* Begin *

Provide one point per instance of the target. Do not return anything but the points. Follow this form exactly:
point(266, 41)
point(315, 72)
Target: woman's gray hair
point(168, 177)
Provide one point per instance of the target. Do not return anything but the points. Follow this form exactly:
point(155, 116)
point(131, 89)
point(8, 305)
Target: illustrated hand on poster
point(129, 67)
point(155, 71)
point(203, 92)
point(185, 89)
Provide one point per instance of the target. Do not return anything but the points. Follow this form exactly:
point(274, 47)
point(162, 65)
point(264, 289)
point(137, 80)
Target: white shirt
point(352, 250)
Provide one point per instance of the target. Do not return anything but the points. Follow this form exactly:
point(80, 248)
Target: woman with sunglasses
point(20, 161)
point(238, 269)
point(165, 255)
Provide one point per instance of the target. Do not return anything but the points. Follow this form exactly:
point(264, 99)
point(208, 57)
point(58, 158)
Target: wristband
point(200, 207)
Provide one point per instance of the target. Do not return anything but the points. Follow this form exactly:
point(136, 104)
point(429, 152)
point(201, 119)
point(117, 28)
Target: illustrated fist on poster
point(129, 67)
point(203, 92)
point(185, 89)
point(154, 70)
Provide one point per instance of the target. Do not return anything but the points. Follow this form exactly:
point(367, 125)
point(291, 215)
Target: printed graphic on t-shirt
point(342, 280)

* End *
* Begin *

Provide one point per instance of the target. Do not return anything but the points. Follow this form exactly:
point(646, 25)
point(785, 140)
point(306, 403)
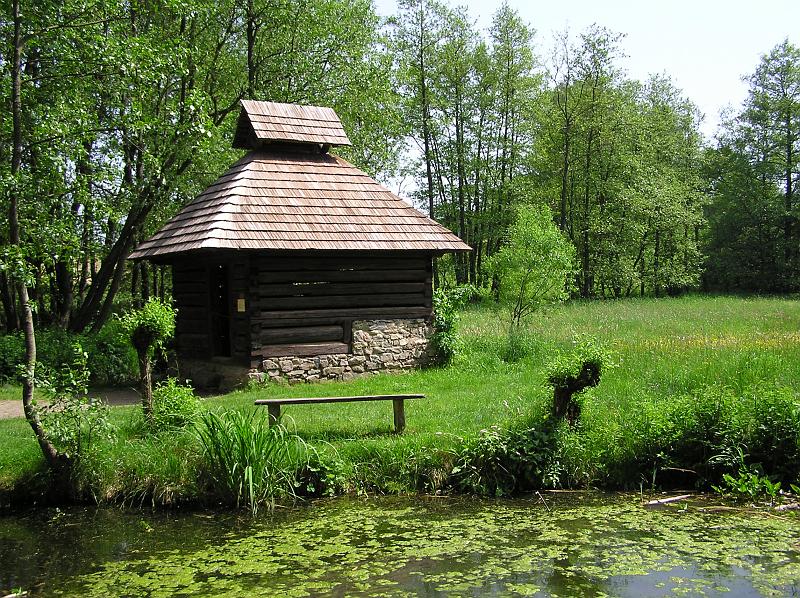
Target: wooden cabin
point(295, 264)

* End *
* Begin *

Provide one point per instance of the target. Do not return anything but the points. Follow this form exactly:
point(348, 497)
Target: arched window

* End *

What the exercise asks:
Which lines in the material above contain the string "poster"? Pull each of them out.

Task answer:
Target: illustrated hand on poster
Target: illustrated fist on poster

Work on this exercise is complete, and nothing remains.